**Exercise inputs**

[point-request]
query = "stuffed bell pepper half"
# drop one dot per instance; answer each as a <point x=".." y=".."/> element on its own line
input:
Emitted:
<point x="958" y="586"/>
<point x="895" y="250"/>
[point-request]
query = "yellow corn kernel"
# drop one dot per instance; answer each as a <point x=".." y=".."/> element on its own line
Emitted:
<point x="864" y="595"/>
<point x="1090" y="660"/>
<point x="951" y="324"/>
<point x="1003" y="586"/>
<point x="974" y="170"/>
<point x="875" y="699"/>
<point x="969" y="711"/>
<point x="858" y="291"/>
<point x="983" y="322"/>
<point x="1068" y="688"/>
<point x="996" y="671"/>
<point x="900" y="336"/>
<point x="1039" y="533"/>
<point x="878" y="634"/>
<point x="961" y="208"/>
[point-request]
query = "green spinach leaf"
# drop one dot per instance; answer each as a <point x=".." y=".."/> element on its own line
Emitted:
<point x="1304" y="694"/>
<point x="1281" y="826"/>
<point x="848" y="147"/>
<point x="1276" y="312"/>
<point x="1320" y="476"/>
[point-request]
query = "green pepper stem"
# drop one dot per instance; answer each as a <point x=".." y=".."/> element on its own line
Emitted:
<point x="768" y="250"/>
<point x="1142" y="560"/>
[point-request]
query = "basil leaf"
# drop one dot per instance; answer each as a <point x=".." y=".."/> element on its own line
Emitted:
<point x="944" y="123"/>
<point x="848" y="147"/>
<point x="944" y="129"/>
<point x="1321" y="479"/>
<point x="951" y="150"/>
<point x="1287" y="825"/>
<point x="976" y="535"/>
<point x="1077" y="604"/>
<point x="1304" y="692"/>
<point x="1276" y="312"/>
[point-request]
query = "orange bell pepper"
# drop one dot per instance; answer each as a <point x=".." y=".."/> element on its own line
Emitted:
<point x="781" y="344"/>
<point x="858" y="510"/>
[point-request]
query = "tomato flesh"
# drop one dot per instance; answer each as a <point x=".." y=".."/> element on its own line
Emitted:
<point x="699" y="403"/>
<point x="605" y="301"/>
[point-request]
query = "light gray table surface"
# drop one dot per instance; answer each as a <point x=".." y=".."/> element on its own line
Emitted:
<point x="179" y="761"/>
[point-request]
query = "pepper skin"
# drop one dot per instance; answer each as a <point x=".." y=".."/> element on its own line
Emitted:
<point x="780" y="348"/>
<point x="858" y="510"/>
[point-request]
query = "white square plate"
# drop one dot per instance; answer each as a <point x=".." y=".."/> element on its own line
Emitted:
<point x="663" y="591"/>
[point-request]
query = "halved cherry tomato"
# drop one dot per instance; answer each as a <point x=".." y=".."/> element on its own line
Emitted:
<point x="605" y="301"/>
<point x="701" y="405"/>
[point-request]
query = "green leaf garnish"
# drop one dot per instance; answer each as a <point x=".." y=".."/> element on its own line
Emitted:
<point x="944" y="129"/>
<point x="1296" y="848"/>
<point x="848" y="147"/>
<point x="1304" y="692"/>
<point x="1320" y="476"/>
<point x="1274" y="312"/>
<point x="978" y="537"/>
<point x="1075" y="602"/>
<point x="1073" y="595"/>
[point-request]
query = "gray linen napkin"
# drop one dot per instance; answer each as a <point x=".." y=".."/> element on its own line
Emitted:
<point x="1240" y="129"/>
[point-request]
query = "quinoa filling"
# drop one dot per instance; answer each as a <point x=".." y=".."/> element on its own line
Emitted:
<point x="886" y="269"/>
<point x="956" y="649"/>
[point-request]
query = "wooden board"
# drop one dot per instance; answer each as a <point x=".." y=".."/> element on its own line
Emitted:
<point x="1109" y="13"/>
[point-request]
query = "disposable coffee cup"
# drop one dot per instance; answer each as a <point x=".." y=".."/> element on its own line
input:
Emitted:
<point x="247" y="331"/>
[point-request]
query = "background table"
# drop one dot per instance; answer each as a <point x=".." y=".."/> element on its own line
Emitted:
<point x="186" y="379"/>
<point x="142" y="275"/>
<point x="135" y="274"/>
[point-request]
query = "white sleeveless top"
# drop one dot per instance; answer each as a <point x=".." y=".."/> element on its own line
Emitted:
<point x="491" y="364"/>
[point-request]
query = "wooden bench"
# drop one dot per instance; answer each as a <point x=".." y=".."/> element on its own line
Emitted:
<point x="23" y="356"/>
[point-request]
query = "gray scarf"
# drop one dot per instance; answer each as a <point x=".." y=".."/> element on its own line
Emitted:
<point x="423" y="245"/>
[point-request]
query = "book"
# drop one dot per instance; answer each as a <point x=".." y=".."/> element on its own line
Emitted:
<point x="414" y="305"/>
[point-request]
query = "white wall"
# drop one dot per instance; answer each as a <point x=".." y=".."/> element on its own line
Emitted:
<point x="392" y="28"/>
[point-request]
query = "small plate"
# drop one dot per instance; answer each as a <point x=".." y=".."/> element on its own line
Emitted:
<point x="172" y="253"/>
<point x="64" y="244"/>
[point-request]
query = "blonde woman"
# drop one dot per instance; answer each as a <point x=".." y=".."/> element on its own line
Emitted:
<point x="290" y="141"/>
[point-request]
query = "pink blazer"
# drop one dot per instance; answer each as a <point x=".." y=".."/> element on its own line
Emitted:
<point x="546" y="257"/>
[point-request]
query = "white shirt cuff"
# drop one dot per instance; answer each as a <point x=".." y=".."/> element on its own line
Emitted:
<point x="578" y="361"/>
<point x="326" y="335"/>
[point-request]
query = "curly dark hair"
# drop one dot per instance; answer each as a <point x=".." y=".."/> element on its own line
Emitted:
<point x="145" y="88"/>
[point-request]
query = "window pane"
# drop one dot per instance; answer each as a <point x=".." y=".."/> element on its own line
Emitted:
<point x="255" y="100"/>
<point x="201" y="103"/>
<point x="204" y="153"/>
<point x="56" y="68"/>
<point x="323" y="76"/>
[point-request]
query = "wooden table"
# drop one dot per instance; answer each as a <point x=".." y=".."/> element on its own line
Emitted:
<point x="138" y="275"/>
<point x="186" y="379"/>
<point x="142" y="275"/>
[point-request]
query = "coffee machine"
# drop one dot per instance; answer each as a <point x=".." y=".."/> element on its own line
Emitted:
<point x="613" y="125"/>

**Prompt**
Copy all lines from the data that hold the word "coffee".

**Answer to this exercise**
query = "disposable coffee cup"
query = "coffee machine"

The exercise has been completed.